Print verbatim the lines of the entries from the one containing "compact like (488,39)." to the last, inclusive, and no others.

_Information shown_.

** START **

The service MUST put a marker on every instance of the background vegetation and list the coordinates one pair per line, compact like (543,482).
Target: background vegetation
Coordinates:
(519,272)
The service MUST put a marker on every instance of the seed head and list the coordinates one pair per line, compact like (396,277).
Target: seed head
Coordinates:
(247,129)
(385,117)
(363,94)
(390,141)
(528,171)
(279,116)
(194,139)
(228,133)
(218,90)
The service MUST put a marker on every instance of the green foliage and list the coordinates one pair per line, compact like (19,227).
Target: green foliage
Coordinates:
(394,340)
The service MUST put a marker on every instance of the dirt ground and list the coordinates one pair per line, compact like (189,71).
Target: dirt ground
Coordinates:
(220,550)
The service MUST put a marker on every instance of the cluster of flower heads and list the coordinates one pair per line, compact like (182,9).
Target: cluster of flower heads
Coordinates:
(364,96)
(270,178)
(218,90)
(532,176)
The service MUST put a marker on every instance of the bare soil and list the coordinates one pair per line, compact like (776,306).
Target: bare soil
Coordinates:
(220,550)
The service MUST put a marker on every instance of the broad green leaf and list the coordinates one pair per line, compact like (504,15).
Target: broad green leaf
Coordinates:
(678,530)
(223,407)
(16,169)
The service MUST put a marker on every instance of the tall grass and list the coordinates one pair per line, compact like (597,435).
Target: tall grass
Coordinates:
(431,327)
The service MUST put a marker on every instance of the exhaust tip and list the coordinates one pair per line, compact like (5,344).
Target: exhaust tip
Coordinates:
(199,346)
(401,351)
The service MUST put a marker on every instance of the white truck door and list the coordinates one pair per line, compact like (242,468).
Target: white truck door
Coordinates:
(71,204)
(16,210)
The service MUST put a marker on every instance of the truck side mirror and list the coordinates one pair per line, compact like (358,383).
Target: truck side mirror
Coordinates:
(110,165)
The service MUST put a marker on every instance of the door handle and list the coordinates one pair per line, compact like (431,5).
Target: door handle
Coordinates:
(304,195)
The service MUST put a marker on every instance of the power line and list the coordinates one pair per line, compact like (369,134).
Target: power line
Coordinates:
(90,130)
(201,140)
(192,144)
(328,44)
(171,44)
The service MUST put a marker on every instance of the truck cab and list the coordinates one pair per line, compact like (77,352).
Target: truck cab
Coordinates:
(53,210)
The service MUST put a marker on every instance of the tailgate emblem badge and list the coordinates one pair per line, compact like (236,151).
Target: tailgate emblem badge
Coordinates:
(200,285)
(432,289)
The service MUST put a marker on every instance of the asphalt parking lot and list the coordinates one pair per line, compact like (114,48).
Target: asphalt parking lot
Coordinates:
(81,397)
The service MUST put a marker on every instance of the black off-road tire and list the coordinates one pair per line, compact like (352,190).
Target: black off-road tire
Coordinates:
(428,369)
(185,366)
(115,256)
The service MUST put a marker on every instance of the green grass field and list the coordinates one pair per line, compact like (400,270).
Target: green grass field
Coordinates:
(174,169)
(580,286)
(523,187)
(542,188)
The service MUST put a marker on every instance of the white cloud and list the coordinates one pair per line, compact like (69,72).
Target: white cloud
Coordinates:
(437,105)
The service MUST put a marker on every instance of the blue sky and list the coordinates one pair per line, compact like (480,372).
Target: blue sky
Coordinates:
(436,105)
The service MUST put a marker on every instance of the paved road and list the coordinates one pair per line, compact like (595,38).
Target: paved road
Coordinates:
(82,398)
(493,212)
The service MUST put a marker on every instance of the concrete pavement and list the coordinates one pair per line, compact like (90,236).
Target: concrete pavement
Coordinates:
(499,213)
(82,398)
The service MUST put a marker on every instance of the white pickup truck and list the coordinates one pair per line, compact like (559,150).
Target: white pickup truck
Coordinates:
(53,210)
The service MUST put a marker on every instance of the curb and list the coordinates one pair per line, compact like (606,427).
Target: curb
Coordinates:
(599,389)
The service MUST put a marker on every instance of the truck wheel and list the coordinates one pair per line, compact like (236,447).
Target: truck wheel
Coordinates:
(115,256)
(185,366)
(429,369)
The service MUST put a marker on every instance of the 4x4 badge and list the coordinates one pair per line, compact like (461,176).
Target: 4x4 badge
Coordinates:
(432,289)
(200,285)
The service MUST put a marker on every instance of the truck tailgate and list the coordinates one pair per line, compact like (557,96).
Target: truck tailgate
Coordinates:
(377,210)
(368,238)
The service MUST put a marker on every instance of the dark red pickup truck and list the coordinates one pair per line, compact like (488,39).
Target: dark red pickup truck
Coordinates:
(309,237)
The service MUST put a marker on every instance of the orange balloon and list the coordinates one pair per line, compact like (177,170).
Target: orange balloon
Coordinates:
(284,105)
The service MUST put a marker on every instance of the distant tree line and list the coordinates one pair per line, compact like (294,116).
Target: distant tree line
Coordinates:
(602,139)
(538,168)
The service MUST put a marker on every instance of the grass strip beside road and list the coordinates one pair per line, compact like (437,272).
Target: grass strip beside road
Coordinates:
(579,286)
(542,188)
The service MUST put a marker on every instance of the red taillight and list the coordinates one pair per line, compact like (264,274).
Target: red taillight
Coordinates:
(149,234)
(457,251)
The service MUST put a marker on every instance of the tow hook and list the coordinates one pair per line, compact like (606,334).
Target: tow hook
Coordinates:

** END **

_The result_.
The service MUST put a marker on every instance of the dark red pickup truck and list the coordinates one pair per line, compact like (488,39).
Target: dark red pickup truck
Coordinates:
(309,237)
The service MUST put a marker on every instance of the orange balloon and list the coordinates one pair per line, compact like (177,170).
Target: orange balloon
Coordinates:
(284,105)
The service MUST put a marker on every instance of the distant tree line and list the coordinates one pair per line, compact like (294,116).
Target: distant tree line
Coordinates:
(602,139)
(538,168)
The service MUST put a marker on every instance of the grass strip beside road and list the coordinates one pair per line, compact like (437,272).
Target: grass strip beside road
Coordinates:
(579,286)
(542,188)
The service MUST put a marker on every instance of the red taillight and list the coordinates one pair per line, compact like (264,274).
Target: red taillight
Coordinates:
(149,234)
(457,251)
The service MUST put a marker on every instance of the tow hook and list the coordinates one pair per line, compact like (606,334).
Target: tow hook
Coordinates:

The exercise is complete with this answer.